##### RECORDED INFORMATION #####

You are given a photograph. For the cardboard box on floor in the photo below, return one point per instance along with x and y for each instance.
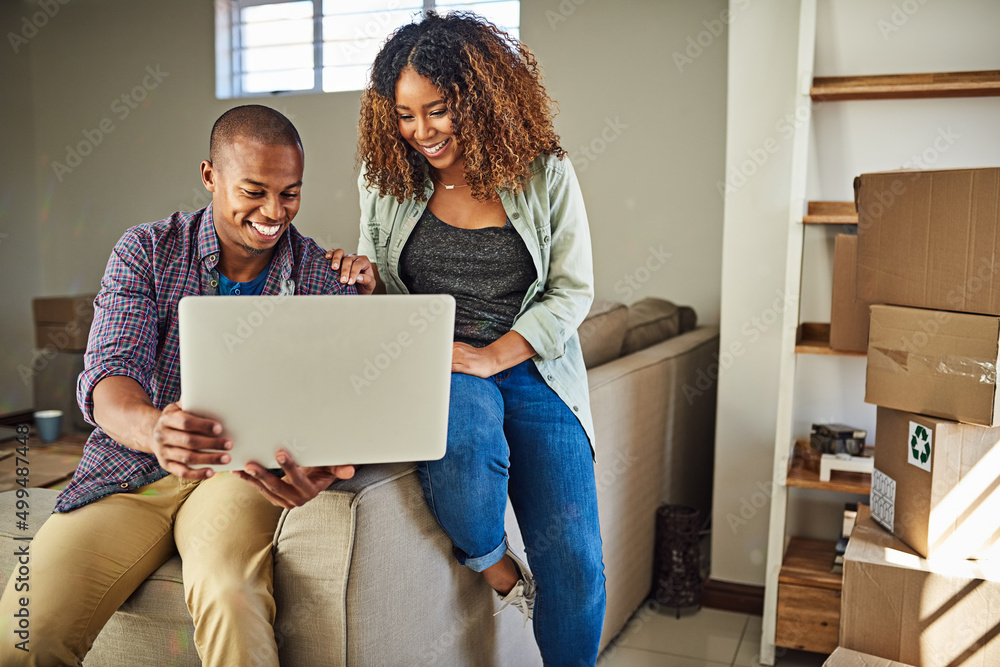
(936, 363)
(63, 323)
(935, 485)
(899, 606)
(848, 314)
(844, 657)
(930, 239)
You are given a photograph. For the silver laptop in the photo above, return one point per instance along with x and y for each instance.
(331, 379)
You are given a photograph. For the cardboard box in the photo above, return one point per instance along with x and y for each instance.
(844, 657)
(55, 378)
(935, 484)
(63, 323)
(930, 239)
(848, 314)
(934, 363)
(899, 606)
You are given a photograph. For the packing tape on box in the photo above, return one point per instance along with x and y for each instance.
(899, 361)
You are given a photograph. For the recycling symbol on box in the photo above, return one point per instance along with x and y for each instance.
(920, 446)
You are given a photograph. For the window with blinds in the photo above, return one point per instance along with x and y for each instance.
(270, 47)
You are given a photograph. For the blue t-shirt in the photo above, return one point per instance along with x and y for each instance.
(253, 287)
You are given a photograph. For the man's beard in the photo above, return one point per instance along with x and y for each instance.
(254, 251)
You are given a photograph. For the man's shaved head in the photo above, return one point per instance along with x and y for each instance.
(251, 121)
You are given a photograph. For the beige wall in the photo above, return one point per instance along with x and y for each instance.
(654, 134)
(20, 262)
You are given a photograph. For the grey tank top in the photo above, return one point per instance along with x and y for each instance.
(487, 270)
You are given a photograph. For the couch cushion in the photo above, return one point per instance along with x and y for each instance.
(650, 321)
(602, 333)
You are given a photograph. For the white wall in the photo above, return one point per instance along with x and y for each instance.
(654, 134)
(847, 138)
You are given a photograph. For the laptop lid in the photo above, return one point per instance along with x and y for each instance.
(332, 379)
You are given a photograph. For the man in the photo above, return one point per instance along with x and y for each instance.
(141, 490)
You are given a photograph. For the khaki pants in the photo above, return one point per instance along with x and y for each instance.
(86, 563)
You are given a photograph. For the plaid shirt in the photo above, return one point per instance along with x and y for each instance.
(134, 332)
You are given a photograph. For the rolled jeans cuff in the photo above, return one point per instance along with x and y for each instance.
(480, 563)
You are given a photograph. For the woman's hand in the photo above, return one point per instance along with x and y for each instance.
(478, 361)
(298, 486)
(505, 352)
(354, 270)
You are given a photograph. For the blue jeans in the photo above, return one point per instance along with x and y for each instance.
(510, 434)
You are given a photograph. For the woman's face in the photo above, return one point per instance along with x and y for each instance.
(424, 121)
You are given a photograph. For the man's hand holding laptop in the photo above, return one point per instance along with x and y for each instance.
(181, 440)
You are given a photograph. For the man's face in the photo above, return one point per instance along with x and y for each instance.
(255, 194)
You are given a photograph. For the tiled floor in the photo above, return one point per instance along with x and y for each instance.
(708, 637)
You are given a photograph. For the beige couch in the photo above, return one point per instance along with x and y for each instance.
(363, 573)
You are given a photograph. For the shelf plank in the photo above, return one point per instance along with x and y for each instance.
(808, 562)
(802, 477)
(831, 213)
(814, 338)
(906, 86)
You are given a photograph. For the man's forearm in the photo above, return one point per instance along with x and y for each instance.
(125, 412)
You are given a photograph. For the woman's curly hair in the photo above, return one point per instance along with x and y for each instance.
(491, 86)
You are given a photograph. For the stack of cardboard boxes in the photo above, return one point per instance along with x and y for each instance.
(928, 249)
(62, 325)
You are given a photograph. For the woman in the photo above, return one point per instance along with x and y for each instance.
(466, 191)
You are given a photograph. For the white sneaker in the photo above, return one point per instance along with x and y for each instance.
(522, 595)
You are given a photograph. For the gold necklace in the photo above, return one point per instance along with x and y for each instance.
(451, 187)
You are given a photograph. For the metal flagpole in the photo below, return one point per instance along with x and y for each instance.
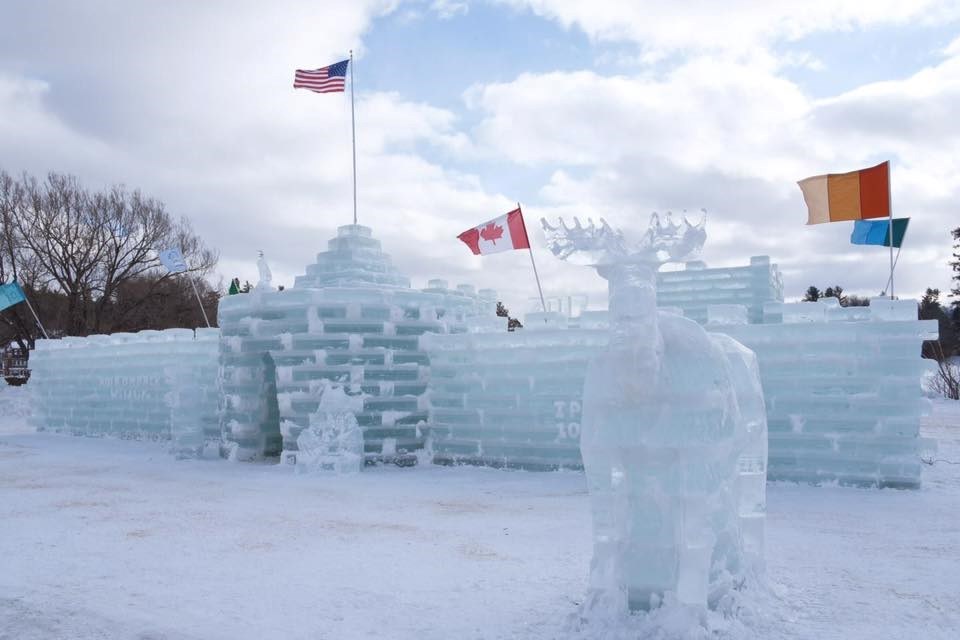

#####

◆ AIM OF THE EXERCISE
Your answer must be the full listing, reproduced word for word, without its pictures.

◆ SOLUTION TO THIS EXERCISE
You are given a photograph. For the cardboard box on floor in the photo below, return one point per instance along with x and y for each instance.
(936, 363)
(63, 323)
(935, 485)
(899, 606)
(848, 314)
(844, 657)
(930, 239)
You are given a photograph. For the silver laptop in the photo above, return one point per instance along with x and y for each instance.
(331, 379)
You are given a photograph. For the cardboard box in the photo above, return one point per instance along with x and y for each instance.
(844, 657)
(55, 378)
(935, 484)
(63, 323)
(930, 239)
(848, 314)
(934, 363)
(899, 606)
You are given a photograph. For the packing tape on box in the photo above, return one point per instance along with x and y for each instance.
(899, 361)
You are given a photograph. For the recycling symbol on box in the photo above, return one point per instance along with x and y for each instance.
(920, 446)
You are given a photograph. For the window with blinds in the photo above, return one point per instance along with x and y for each instance.
(270, 47)
You are given a photograph. For the blue t-shirt in the photo above, return one point per instance along with x and y for each instance.
(253, 287)
You are given a photograph. For the man's beard in the photo above, return one point per instance along with x and y for each instance.
(254, 251)
You are given a photograph. For the man's shaved head in the photo above, return one point per instance along with x and y for each instance.
(251, 121)
You are given a photograph. For the beige wall in the photo above, return one point per instance along with x and y for each instance.
(654, 134)
(20, 262)
You are given a photograph. For the grey tank top in the photo above, return one point per instance along with x and y for each instance.
(487, 270)
You are given a photograph. For the couch cushion in the photo above, return one point per instance along with x and y for each instance.
(650, 321)
(602, 333)
You are given a photograph. For the white wall in the photo above, return one point per instance along with x and y for each instance.
(654, 134)
(847, 138)
You are given a photograph. For the laptop lid in the photo above, return one point per instance along with x and y for each instance.
(332, 379)
You are given a photograph. For the man in the photo above, return one point per instance along with x and y for each instance.
(141, 490)
You are given a photograph. For the khaki pants in the photo above, return one point per instance along with x and y for each instance.
(86, 563)
You are given a photograph. For the plaid shirt in the photo above, return one point per instance along with x and y for each instance.
(134, 332)
You are given a photograph. For the rolled jeans cuff in the photo above, return one point per instance along with x and y for each instance.
(480, 563)
You are given a photograph. For the woman's hand in the photo above, return one point per instance along with x and y for each instance.
(478, 361)
(298, 486)
(505, 352)
(354, 270)
You are given a photograph. For the blue jeans in the photo above, return one point per instance along with x and y for each instance.
(510, 434)
You are given a photograph. For the woman's face in the photo above, return one point per instance along with x and y for each instance.
(424, 121)
You are given a photograph. For the man's hand holding laptop in the photo above, return one point per instance along with x and y for each instance.
(181, 440)
You are given a photograph. For the man's face in the photo above, return one point per instance along with x and y for each instance.
(255, 194)
You are given a photograph. For the tiled floor in the photo above, return one point per instance along with x and y for each instance.
(708, 637)
You are given a photograph. For the beige couch in the photo above, return one point per instance along with x and y for each instance.
(363, 573)
You are given a photograph. For the shelf plank in the photo above, return one point per instance along with x and y for each instance.
(808, 562)
(802, 477)
(831, 213)
(814, 338)
(906, 86)
You are given a photograph. For the man's forearm in the photo above, return one point per instance along with x and y for each instance.
(125, 412)
You are given a photograph. For the woman's curly hair in the photo above, return one point per instance along with x and y for each instance.
(491, 86)
You are given a photograph. For the stack of cardboard boxes in the photo above, return one point per instance along with x and y for each instance.
(928, 249)
(62, 325)
You are given a photograph. For the woman in the photo above, return one point per instance along with x and y for each instance.
(466, 191)
You are given a photograph. For the white sneaker in the photo above, return one point per instance along with x and y for each instance.
(522, 595)
You are given a photograph. For the gold necklace in the photo above, return one point per instance along with x and y for each instance.
(451, 187)
You are given a photograph. For the metal flagpole in the photo below, return one point per instance along with x and y for each instance.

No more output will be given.